Supplied data: Begin

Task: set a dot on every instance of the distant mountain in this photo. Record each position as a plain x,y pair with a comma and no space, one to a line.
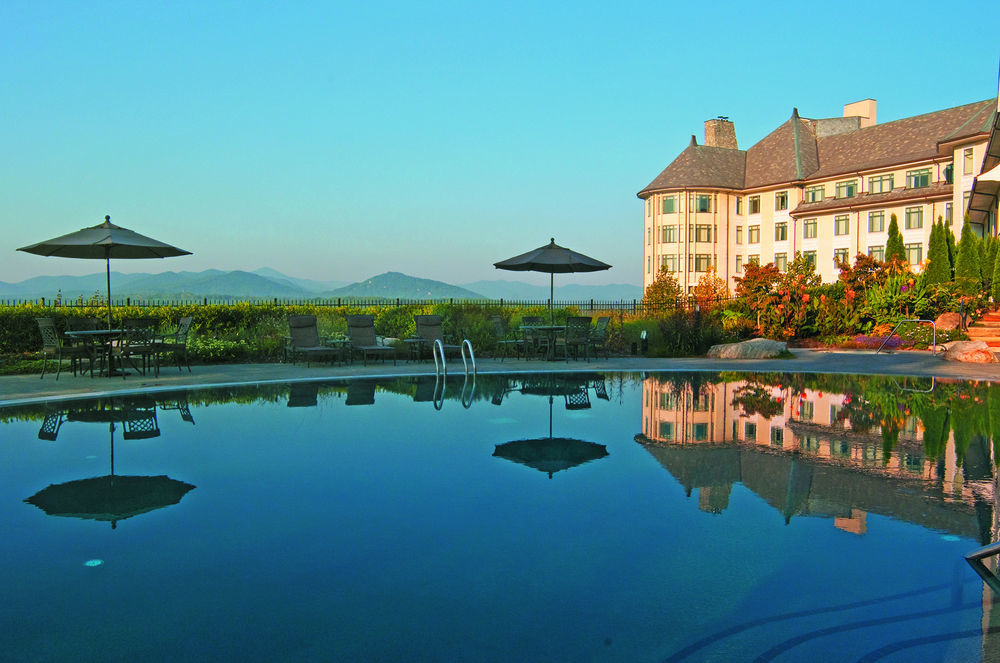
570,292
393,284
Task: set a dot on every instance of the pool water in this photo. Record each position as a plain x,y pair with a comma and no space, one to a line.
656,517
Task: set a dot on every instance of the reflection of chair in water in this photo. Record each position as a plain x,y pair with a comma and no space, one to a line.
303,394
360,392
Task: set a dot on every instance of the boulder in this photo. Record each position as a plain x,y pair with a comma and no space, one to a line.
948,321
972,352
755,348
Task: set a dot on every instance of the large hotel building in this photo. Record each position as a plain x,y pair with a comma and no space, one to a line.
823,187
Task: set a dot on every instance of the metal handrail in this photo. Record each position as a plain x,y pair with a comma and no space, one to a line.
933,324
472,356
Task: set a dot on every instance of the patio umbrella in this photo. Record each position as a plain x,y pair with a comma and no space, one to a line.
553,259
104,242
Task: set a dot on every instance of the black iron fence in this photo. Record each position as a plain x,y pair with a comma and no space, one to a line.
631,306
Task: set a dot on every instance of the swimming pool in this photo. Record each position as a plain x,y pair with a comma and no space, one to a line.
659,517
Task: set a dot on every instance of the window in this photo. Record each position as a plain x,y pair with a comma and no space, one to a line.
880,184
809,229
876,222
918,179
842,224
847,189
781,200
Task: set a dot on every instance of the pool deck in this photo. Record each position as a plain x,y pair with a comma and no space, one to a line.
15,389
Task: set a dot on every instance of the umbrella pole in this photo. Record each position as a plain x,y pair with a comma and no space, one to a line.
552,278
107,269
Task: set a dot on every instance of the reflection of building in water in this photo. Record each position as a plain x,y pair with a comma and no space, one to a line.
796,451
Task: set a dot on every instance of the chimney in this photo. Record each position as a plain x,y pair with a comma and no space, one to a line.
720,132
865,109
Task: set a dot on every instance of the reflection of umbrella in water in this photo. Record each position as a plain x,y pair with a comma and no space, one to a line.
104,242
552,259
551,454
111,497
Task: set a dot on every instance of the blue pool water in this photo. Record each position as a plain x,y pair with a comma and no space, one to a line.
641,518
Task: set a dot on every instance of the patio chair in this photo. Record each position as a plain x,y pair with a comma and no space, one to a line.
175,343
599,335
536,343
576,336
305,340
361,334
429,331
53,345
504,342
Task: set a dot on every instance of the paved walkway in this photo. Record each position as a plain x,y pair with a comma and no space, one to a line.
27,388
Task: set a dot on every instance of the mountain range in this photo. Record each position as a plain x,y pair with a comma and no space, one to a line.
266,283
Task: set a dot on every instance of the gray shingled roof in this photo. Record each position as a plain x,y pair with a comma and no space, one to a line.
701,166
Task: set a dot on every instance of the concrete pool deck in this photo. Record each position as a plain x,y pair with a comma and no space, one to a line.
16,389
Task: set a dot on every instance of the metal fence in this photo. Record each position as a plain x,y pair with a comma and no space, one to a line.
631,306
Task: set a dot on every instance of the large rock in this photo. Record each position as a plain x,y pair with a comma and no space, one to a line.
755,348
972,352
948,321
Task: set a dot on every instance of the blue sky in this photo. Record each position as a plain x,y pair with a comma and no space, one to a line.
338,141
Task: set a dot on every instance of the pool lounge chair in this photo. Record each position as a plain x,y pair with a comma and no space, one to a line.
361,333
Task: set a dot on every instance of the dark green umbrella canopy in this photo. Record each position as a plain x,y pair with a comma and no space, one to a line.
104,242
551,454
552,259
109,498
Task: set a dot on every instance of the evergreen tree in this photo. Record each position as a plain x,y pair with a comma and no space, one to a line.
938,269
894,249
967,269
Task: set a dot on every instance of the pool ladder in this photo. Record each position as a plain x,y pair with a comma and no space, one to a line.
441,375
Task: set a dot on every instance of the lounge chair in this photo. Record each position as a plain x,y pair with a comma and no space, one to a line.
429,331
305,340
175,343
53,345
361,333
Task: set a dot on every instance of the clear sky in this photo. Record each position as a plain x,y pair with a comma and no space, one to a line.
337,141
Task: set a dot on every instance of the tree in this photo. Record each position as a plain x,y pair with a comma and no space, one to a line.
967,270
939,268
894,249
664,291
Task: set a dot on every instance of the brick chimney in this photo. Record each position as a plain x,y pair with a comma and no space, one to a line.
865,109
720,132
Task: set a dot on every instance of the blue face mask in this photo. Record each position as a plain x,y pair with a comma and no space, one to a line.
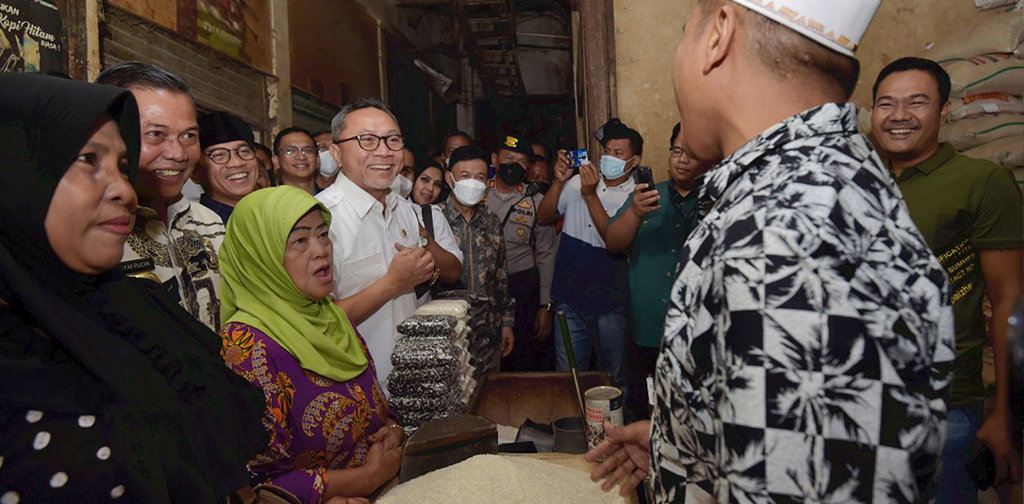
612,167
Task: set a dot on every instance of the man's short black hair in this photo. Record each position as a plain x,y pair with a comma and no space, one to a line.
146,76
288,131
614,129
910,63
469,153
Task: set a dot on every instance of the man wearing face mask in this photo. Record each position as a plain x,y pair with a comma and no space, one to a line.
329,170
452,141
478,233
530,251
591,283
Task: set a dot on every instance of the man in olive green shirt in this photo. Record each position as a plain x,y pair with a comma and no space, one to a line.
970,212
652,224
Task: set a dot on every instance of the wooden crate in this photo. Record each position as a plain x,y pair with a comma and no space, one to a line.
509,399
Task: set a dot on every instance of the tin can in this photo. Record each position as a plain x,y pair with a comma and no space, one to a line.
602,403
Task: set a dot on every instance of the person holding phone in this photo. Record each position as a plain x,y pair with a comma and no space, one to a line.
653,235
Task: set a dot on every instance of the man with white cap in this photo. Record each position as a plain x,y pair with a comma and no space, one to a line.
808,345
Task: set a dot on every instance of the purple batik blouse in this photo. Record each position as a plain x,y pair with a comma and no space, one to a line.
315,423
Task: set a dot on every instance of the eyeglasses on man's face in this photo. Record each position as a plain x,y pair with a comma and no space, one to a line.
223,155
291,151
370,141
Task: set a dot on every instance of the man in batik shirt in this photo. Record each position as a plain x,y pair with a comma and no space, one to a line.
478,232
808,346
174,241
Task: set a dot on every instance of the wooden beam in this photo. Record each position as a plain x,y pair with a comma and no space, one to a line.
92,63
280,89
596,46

Supplied data: End

__Exercise requirements__. Your answer must be an exact copy of the records, without the pictures.

__Task result__.
Task: set a dot on every instance of the distant mountain in this photo. Record each position as a plain x,y pair with a comma and no space, one to a line.
570,292
393,284
Task: set a dot on every instance of the pool water in this photo. Record each position as a plain x,y pair with a comma and no space, one to a line.
656,517
Task: set a dot on every instance of the reflection of chair in water in this photo. Record each position as a plain x,y pair with a comma and no space, one to a line.
303,394
360,392
Task: set a dot on every instance of the boulder in this photo. Record each position as a plain x,y pair with a comma and no space, one to a line.
948,321
972,352
755,348
Task: set a dot on every instance of the large hotel building in this photo. Record each position as a plain x,y pair with a comma and no space, one to a line.
823,187
Task: set a dot on every instance of the metal handrail in this photo. Record each position as a plain x,y pair with a comma and no space, one to a line.
933,324
472,356
Task: set a dot on every instance of the patio umbrella in this photo. Record each position as a plain x,y pair with a comma and no space, one to a line.
553,259
104,242
Task: set a dot on every instance of the black iron fence in this photo. Record each position as a plain x,y pair with a comma and no space, one to a line.
631,306
Task: set a dot on every instance of the swimming pool in this photo. Record each position as a plain x,y pair with a comma and no space, one to a line.
659,517
Task: set a dot on every instance of the window in this photo. Record each position as a plain x,y pair with a comma and no space, one to a line.
880,184
809,229
876,222
918,179
842,224
847,189
781,200
Task: set a dot on every instance of the pool deck in this photo. Record each position as a plain x,y pair with a comma and no space, one to a line.
15,389
Task: set a dot on every instance of the umbrella pole in this photo. Record each position as a plain x,y pair with a comma and no space, one to a line.
552,278
107,269
Task: set a dot on every instance of the reflection of building in water in this photo. Record each position as a plain x,y pair with a comma and no space, one to a line.
796,451
Task: set a dot on every instance of the chimney in this photo. Record each position as a plain x,y pair with a comma and no space, one to a line.
720,132
865,109
Task: set a dot on every instance of the reflection of umbrella in water in this photo. Record each position as a plain x,y pair with a comma and no space, one to a line.
104,242
552,259
551,454
111,497
Task: set a dot on every instance of the blue pool water in this photo. Record each position as a plain x,y pair with a comma and no space, one to a line.
641,518
Task: set a dot on every instance of the patio chair in this photo. Record each position as a plain x,y pair with a comma and no space, one to a line.
175,343
599,335
536,343
576,336
305,340
361,334
429,331
53,345
504,342
Task: set a dot on every instance of the paved walkway in this photo. Record each position as a plain x,y pair with a comma and no space, one to a line.
27,388
Task: set a dot on every instance of the mountain range in this photo. Record each position as a plain x,y pair with a comma and no space, one to a line.
266,283
Task: set a dot on every instance of the gray shingled roof in this photo. Record each position as a plain x,y pair with a comma and no space, one to a line.
701,166
Task: set a dot on every instance of the concrete pool deck in this photo. Record each position as a plain x,y pair with a comma and no space, one to a line.
16,389
Task: set a dot on every instance of the metal fence in this photo. Record each position as a plain x,y pair with a comma and no space, one to a line.
631,306
Task: set a dot on every instance of the large rock in this photo. Record each position as a plain x,y pair with a comma and no space, one to a line.
755,348
972,352
948,321
Task: set a dot on every instance of the blue sky in this photo. Record each position as a plain x,y pair with a comma and no space, one to a line.
338,141
Task: set a dot on every instance of the pool lounge chair in this photo. Record each position as a plain x,y pair with a comma and no space, one to a line.
361,333
Task: set a dot on every instance of the dark green umbrella canopy in this photo. Record each position as a plain x,y pair with a comma and no space, one to a line.
104,242
551,454
552,259
109,498
Task: set a dot on every instance of the evergreen tree in this photo. Record each position as a plain x,y pair with a comma and no space, one to a line.
938,269
894,249
967,269
Task: set a dot on every instance of the pool ladder in this photo. Record each position as a plain x,y pair with a comma and no space, one to a line.
441,375
Task: set a dot on every instance of the lounge chair in this photo. Record each position as a plain x,y pair with a comma and no space, one to a line.
429,331
305,340
175,343
53,345
361,333
Task: set a dot on every instance of the clear sky in this photo. Record each position as a plain x,y pair with a comma and no space, one to a line.
337,141
Task: set a dot on every instance of the tree in this photo. Record each position as a plain x,y pair with a comma and no space, one to a line.
967,270
939,268
894,249
664,291
Task: set a dot on every instance of the brick chimney in this photo. Record each position as a plain x,y pair with a comma and no space, one to a line.
865,109
720,132
Task: set a dot on every instance of the blue face mask in this photo. Record each position as a plain x,y pair with a comma and no space, one to a line.
612,167
Task: set a dot on every instance of the man's short black hair in this photo. Record each position as a plain x,y pair with a comma and no space, one to a line.
146,76
288,131
614,129
910,63
469,153
Task: set a dot on every instance of the man wearing face mask in this photo. Record each position as a plain x,y pair with a comma and no space, one to a line.
329,170
452,141
478,233
530,251
591,283
Task: set a dot on every instance of the man in olive green shirt in this photo. Record each position as a plain x,y pair with a comma and no space, one to a line.
970,212
652,224
Task: set a dot on every instance of the wooden crate in this photo. Record each position as a plain x,y pair with a comma and no space, one to a line.
509,399
Task: set a dot on every instance of the tin can in this photo. Record each position as a plain x,y pair with a comma and no space, one to a line.
602,403
Task: set a dot on every instance of the person holding phone in this photo. Record each position as a plain x,y pair with a comma and no space, one to a line.
653,235
Task: set a dot on every instance of the man with white cap in this photo. Record each position as a plain x,y pair with a comma and no space, one to a line.
808,345
Task: set a dot on every instance of the purple batik blouse in this photo. Record each position as a plain x,y pair with a comma and no space, one to a line.
315,423
Task: set a dot on every instance of the eyeglasses on man's face in this photo. Record each position as a plain x,y pair with a comma and no space, one to a line.
223,155
291,151
370,141
Task: set a dot on every instance of the man in batik shirt in this photo. Record each position as a plain x,y pair with a comma and no space, one to a line.
478,232
808,346
174,241
Task: set a dot on every instance of the wooden beam in this photo. Record each position as a plain x,y pair with a comma and no space, one to a line.
92,63
280,89
596,46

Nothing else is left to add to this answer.